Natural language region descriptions
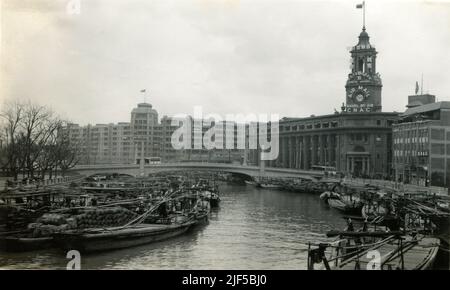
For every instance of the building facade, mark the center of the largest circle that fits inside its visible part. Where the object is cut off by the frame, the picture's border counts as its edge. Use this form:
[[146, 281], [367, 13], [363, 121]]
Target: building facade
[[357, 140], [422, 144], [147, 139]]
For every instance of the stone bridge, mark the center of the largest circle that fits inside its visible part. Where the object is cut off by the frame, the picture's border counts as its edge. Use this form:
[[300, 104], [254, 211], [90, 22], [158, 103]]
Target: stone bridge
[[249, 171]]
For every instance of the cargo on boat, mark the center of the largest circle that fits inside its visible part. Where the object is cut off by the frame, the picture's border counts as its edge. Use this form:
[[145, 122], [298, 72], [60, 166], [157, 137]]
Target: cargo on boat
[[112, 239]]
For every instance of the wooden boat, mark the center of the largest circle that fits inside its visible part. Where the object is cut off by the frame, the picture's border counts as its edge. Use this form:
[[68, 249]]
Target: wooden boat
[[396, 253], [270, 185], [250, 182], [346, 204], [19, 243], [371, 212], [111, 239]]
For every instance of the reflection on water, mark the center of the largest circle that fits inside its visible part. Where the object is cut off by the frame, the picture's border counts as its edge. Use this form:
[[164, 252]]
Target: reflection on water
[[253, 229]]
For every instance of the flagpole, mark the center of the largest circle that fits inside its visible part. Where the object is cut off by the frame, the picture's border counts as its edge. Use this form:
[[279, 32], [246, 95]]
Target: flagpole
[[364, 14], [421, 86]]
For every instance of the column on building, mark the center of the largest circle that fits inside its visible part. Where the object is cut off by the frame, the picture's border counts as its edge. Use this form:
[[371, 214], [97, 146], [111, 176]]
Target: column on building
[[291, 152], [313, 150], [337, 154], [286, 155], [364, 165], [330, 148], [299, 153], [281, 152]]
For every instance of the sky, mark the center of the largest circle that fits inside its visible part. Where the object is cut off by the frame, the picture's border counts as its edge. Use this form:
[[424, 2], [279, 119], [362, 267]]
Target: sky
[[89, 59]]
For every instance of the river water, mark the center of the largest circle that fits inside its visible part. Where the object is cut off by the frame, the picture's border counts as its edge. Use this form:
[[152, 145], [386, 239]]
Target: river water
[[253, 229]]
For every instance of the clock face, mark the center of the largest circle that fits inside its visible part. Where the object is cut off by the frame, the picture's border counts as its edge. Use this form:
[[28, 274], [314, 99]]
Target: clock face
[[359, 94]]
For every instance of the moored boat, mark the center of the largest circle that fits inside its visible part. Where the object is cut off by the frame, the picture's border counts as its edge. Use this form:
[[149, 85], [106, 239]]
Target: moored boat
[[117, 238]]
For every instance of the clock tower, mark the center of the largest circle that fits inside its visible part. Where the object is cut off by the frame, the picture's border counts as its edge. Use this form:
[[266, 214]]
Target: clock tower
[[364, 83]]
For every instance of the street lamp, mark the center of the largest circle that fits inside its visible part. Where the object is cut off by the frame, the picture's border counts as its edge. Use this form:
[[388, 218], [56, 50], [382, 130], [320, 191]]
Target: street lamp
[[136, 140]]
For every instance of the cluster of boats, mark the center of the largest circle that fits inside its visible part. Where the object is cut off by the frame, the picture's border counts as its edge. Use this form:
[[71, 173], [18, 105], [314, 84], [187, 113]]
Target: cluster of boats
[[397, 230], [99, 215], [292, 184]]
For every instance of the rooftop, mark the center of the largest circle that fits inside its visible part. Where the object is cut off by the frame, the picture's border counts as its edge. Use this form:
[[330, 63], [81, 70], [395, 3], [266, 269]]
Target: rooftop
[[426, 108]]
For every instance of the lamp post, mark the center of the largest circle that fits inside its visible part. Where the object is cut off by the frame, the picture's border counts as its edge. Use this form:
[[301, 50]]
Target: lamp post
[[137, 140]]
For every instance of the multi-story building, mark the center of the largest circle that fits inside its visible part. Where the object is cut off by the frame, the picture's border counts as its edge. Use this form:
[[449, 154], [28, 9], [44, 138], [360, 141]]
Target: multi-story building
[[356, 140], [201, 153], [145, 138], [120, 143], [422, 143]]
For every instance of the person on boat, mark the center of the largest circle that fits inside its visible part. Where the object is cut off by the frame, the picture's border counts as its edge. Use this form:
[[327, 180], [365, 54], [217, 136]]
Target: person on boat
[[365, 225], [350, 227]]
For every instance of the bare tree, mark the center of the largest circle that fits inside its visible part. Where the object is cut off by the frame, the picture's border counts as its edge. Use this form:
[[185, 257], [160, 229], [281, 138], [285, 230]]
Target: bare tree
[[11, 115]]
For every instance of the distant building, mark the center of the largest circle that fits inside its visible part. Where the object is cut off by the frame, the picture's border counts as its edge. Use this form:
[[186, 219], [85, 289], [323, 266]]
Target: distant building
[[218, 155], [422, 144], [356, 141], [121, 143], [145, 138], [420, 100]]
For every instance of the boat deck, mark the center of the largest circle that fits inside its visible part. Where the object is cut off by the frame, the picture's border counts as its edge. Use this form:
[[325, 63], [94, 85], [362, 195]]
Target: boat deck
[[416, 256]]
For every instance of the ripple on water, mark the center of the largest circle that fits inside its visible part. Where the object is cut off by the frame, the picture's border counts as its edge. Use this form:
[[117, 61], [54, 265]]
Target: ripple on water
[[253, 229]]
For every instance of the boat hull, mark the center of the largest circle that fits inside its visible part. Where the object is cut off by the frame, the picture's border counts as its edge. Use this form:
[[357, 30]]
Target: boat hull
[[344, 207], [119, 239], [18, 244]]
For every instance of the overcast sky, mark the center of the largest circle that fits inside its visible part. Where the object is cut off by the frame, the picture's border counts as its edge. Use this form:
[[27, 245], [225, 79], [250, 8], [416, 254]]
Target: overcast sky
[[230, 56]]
* * *
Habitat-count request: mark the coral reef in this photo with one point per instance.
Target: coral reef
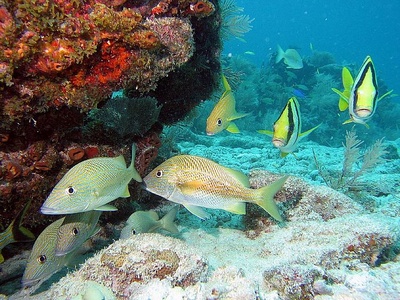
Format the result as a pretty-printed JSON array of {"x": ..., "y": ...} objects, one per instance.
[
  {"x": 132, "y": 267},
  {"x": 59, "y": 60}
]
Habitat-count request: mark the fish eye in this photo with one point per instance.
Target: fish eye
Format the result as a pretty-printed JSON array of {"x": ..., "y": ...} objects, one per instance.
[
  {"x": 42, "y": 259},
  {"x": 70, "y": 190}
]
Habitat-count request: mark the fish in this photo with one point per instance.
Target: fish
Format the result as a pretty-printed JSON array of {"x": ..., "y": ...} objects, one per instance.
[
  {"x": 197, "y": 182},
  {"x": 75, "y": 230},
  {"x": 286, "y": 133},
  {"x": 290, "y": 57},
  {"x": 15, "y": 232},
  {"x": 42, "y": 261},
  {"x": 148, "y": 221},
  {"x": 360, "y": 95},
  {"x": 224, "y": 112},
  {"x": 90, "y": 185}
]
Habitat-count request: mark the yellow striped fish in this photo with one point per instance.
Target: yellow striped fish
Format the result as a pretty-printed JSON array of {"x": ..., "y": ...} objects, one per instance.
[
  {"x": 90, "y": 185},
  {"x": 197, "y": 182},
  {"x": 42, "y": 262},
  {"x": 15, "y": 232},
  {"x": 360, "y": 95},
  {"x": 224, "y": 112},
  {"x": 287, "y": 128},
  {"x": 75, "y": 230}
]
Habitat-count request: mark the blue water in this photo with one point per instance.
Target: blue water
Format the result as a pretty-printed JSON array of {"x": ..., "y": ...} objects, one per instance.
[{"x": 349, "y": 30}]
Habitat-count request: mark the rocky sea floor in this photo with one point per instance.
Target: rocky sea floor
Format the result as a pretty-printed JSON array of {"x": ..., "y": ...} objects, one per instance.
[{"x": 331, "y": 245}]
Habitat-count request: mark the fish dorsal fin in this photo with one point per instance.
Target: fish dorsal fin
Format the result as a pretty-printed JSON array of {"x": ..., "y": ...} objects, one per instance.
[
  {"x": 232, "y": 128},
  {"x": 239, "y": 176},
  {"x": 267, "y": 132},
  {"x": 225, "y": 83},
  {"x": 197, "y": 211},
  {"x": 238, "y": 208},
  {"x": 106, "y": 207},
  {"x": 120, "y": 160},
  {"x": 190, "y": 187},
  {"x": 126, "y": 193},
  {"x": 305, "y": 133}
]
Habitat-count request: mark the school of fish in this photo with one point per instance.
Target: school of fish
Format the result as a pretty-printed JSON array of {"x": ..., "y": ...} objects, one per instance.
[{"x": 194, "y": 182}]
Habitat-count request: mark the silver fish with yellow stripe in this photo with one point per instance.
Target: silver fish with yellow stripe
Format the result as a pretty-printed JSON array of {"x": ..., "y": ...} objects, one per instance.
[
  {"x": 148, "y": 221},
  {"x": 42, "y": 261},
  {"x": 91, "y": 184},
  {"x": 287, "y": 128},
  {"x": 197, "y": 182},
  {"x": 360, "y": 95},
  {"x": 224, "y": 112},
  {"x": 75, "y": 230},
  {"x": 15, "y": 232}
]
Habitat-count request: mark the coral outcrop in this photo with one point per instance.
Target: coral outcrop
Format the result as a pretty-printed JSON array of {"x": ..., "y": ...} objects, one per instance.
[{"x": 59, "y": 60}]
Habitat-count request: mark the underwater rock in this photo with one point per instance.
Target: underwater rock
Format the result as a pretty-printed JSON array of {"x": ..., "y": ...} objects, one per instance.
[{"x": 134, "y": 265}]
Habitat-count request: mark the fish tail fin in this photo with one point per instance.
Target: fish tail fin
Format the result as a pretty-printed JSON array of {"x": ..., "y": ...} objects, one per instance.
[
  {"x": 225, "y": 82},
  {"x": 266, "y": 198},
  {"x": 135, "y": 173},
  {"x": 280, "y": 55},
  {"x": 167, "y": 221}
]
==
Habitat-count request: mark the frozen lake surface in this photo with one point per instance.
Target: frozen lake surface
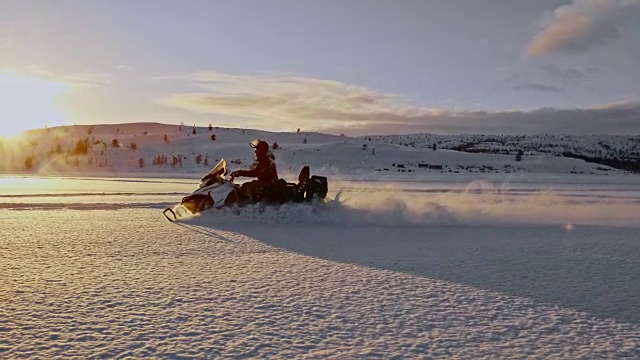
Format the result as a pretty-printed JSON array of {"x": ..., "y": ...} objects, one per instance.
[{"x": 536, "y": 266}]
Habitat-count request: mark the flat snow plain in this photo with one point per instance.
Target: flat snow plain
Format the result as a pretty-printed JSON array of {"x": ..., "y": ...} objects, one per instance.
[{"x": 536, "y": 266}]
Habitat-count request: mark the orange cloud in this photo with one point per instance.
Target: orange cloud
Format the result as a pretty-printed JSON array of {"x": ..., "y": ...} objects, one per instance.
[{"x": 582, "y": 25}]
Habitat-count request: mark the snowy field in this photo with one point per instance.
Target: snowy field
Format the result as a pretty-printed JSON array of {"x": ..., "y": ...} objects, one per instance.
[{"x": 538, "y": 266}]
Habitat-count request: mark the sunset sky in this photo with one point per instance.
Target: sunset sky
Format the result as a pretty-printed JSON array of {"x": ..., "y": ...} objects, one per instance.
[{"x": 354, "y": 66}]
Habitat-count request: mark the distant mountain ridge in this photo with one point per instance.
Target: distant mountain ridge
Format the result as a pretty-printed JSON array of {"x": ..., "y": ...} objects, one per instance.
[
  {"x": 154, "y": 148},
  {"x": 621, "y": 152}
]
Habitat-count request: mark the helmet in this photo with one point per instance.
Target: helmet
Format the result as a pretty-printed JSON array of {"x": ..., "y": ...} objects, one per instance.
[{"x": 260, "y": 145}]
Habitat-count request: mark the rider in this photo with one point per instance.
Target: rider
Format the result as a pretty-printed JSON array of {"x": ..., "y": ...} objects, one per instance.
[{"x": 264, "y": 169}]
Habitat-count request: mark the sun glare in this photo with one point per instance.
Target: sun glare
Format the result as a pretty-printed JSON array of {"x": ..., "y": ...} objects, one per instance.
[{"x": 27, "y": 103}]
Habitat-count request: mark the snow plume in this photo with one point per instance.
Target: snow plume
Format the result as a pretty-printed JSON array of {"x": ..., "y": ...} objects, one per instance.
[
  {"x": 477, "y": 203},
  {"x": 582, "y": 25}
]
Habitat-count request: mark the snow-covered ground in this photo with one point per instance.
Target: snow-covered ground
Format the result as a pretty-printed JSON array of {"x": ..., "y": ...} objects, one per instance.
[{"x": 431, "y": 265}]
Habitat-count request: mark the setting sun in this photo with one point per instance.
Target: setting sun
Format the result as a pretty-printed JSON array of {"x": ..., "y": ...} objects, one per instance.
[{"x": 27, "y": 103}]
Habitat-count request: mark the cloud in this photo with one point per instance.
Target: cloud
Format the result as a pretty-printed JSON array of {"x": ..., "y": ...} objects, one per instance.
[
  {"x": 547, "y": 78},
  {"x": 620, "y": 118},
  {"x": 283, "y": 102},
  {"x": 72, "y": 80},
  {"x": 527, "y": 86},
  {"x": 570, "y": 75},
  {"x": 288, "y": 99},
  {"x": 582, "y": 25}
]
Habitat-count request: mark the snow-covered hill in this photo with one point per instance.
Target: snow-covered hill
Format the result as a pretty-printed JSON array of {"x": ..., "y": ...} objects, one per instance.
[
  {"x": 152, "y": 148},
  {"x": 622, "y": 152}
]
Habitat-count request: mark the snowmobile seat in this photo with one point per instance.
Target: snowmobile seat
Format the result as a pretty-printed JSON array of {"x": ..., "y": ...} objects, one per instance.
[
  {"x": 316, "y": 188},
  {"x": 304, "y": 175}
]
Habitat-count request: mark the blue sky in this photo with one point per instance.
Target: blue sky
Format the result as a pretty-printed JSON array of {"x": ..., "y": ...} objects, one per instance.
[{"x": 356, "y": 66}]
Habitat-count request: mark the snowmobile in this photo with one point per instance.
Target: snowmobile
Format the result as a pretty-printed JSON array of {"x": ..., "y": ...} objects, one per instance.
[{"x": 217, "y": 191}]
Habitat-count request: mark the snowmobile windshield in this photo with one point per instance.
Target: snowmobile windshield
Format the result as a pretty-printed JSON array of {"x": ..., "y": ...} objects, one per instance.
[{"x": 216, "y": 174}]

WORK INSTRUCTION:
Give exactly the lines above that run from the line with "Habitat-count request: mark the coral reef" to the line with "Habitat-count request: mark the fish eye", both included, leaving every picture out.

PROBLEM SOLUTION:
Habitat-count request: mark the coral reef in this photo with one point per instance.
Target: coral reef
Format the result as a pretty-printed JSON array of {"x": ..., "y": ...} objects, one per instance.
[
  {"x": 132, "y": 267},
  {"x": 59, "y": 60}
]
Habitat-count request: mark the fish eye in this photo with one point per instance.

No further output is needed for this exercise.